What is needed is an exact transcription of every entry below, with the pictures left out.

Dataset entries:
::::::::::

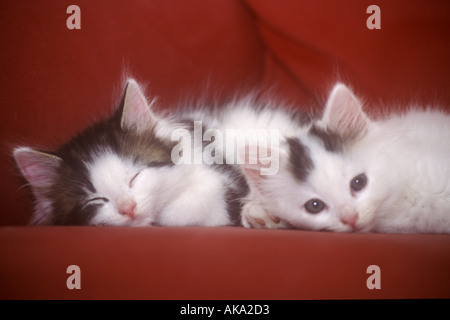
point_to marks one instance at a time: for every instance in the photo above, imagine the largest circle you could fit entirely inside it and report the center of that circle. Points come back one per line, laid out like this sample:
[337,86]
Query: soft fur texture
[363,175]
[251,164]
[119,172]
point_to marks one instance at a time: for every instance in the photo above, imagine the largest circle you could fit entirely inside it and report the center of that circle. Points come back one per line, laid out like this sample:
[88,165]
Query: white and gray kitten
[348,173]
[119,172]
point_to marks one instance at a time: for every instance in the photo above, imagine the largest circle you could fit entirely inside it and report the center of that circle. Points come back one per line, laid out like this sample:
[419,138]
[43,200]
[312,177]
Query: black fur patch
[299,159]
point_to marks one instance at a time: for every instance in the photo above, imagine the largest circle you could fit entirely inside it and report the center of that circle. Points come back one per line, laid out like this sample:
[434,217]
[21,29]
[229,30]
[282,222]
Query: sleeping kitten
[119,172]
[348,173]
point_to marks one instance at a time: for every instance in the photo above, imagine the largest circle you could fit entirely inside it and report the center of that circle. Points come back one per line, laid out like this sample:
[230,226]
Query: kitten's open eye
[358,183]
[315,206]
[132,179]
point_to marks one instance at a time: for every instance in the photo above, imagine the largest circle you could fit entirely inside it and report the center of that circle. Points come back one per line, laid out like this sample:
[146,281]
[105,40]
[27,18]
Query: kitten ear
[136,112]
[343,113]
[39,168]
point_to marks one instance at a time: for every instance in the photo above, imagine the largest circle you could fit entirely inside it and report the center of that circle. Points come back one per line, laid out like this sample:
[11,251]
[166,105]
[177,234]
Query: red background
[54,81]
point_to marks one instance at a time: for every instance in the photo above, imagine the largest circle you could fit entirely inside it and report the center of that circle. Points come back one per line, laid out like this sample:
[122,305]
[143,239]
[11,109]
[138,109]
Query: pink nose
[348,216]
[127,207]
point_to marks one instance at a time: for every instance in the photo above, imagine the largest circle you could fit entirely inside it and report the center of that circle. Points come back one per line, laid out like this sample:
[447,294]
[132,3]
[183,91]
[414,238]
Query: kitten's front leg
[254,215]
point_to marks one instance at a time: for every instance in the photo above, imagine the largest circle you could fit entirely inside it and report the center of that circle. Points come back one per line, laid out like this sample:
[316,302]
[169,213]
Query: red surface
[219,263]
[54,81]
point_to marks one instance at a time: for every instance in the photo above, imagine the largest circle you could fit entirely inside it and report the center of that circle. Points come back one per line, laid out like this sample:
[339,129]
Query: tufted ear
[343,113]
[136,112]
[39,168]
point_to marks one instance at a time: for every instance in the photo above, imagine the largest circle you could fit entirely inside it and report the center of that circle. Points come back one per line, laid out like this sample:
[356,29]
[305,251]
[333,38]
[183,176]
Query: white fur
[406,161]
[179,195]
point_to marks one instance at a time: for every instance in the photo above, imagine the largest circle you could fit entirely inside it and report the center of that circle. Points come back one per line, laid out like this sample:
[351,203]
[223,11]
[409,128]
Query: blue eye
[314,206]
[358,183]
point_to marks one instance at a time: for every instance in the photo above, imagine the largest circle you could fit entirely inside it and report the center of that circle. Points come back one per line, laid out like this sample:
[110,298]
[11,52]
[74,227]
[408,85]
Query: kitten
[119,172]
[349,173]
[243,131]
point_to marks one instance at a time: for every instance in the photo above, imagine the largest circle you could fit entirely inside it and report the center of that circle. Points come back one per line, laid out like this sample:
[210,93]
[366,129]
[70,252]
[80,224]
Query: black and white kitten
[347,172]
[119,172]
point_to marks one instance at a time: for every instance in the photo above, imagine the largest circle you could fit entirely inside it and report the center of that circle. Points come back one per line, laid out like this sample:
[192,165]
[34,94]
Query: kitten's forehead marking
[299,159]
[108,171]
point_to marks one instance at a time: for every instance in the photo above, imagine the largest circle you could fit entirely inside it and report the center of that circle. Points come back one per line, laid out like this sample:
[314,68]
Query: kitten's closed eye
[315,206]
[97,200]
[358,183]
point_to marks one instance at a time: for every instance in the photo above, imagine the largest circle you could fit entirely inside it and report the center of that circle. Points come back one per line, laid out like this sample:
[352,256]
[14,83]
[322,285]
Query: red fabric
[54,81]
[219,263]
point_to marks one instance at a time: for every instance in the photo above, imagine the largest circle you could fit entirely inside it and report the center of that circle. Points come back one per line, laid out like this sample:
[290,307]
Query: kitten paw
[255,216]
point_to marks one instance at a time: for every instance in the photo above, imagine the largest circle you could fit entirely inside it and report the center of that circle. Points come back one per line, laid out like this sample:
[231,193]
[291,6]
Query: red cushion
[54,81]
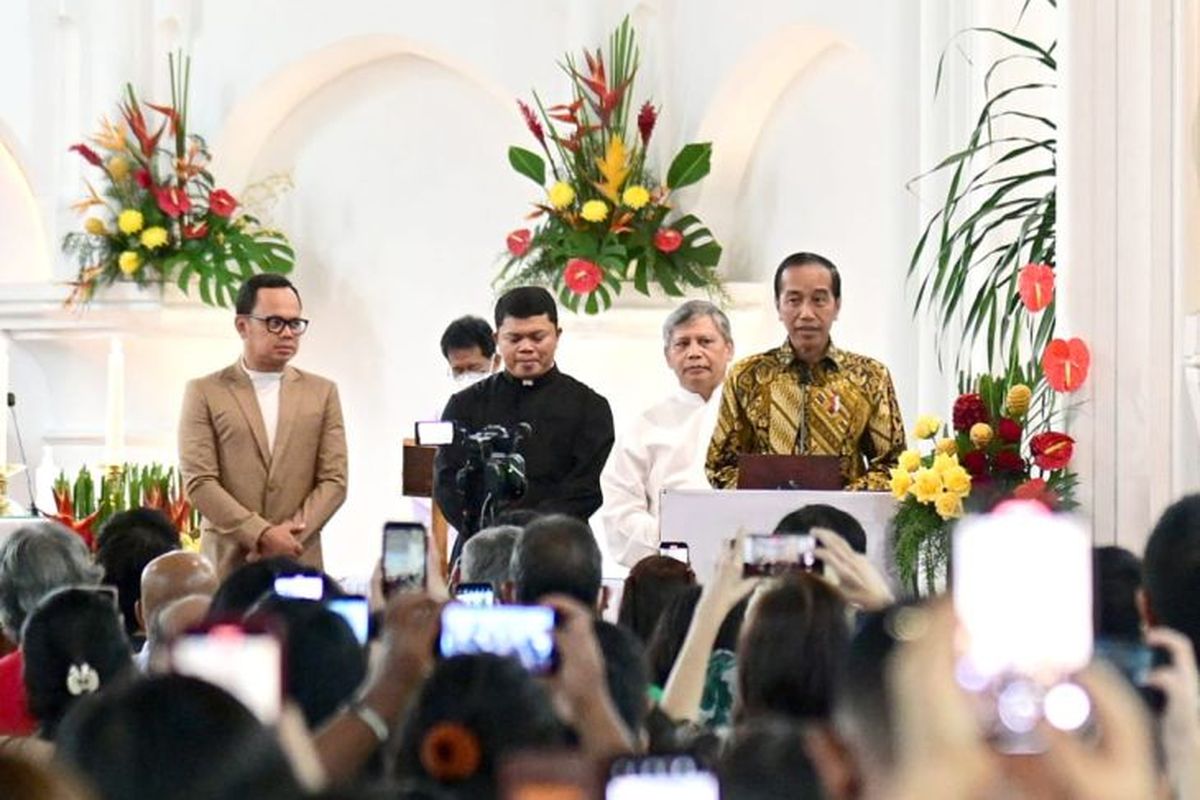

::::::::::

Exercise answer:
point_to marks one instance at a time: for every instance in the photo above, imagine the largest circle you could fit entirely inside it and report the center of that circle. Points come back one per line, laid out like this sample:
[337,86]
Query: soft fur texture
[363,175]
[251,164]
[119,172]
point_to marks one instance at a time: for every instance in the photo above, imagine the largest circle you could fit entirely inside it and report the center of that circle. Points come back one per line, laid out like this sample:
[88,165]
Query: white and gray kitten
[348,173]
[119,172]
point_to marks one instance at a time: for every instance in the photo above, imagine the largest circle you could fit entirely inside it and report the center of that circle. Points come back one per line, laid out like this sample:
[419,138]
[43,200]
[312,177]
Query: black fur patch
[299,159]
point_to marks one instance at a time: for every instance in the photo above, imagine the largest circle you could fit entirely inside it and report the center of that circle. Points come back one per line, laid out like this sample:
[434,217]
[21,29]
[229,30]
[282,222]
Query: sleeping kitten
[119,172]
[348,173]
point_to marks one instance at a time: for every instance in the photo above, imagine the largest circle you could fit entirely inside it and report the center of that circle. Points come back one per line, laid out like this sample:
[230,226]
Query: kitten's open eye
[358,183]
[315,206]
[132,179]
point_to marks one instance at a time: for every instance in the photo above, imagine the largest circle you could fit entirely inside it and report the center of that circle. Points come back one per line, laid out like this sample:
[146,281]
[105,40]
[27,18]
Query: kitten ear
[136,112]
[343,113]
[39,168]
point_to marks one instance at a time: for every instance in the photo above, imagine the largest circle you could fit entirely inside it and report the center of that circle. Points come back one per line, laid out like this sample:
[11,251]
[166,105]
[177,234]
Query: red background
[54,81]
point_to marks one instance at a time: for every instance in the photo above, imagine the largest circle you could fit entirely inside it and report the center of that circle. Points come back one per line, laid out like this sample:
[122,305]
[143,239]
[11,109]
[138,109]
Query: pink nose
[348,216]
[127,207]
point_to marks one instance at a time: for every instance in the photo above, imagine the largest circle you could fit entirely inside it and report the center of that circle. Points come back one per line, laid out like this sample:
[447,294]
[132,3]
[183,91]
[414,238]
Query: kitten's front leg
[254,215]
point_to marks one instance at a time: for every instance in the photo above, imagine the largest circle you could fit entirely inside it and report the center of that circle. Points come back one per line, laid out like this sample:
[316,302]
[169,213]
Query: red surface
[219,263]
[54,81]
point_to marks one instance at a time: for every instance in the photo above, imagine the largest circle you could fit entirely inside it and report the center of that circle. Points come back one per line, laid out like this sample:
[339,129]
Query: tufted ear
[343,113]
[136,112]
[39,168]
point_to marks one instance at a time: for every instance in the photo above, imagine the largest circle you could fit entirely inside it and report the center of that circle. Points come back one per line, laid out like this sample:
[356,29]
[305,251]
[333,38]
[183,176]
Query: white fur
[406,161]
[179,195]
point_to marks one instance at a time: for every instance in the photo above, imagine the largest circle you could fit entirely inside it and report the center of that circle. Points come back one per line, laid out like this sample:
[351,203]
[223,11]
[409,128]
Query: blue eye
[314,206]
[358,183]
point_to marks one instance at a time: for every instance in the photo above, imagine the largest circle you could fit entirely inside it and report the center of that circle. Points come back one per line, laid out like this sample:
[110,298]
[11,52]
[74,227]
[408,85]
Query: kitten
[119,172]
[349,173]
[243,131]
point_to marks one instance at a time: for every instance in the photo above, imagine the largest circle you could fit entirely inside it and report the center of that circle. Points come back one per line, laid out like this sample:
[210,93]
[366,129]
[70,252]
[80,224]
Query: black and white kitten
[347,172]
[119,172]
point_to marks one instance at a time: for every instance in the photo above, imagine the largest circle you could fit entirely inside it and report the center of that circle. Points come back one per line, laid out like this sample:
[192,165]
[34,94]
Query: kitten's forehead marking
[299,159]
[108,171]
point_to marks one instance at a time: for every instance in the photo above, imagine the largest circle you could fit entirely inside it and report the center of that circle. Points come back one per line, laid out like this sample:
[314,68]
Query: kitten's closed eye
[315,206]
[97,200]
[358,183]
point_to marks one instance at a time: for every instance in the photo above, imagine the largest circle you could fit entirely inside it and report the center of that circle. Points come back one per line, laid out like this sample:
[352,256]
[14,83]
[322,285]
Query: red fabric
[54,81]
[219,263]
point_to marks one instance at a time: for every instance in the photo above, imagine the largest circle you could fit entirely inside it and report the center of that circle. Points come back one per line, laid out like this sample:
[290,307]
Query: kitten paw
[255,216]
point_to marks one instance at a time: for every instance in the photo above, imagine the largest circle you could fit entirely inside it and report the center of that circle. Points come back one per line, laid out like this sample:
[231,193]
[291,6]
Query: red cushion
[54,81]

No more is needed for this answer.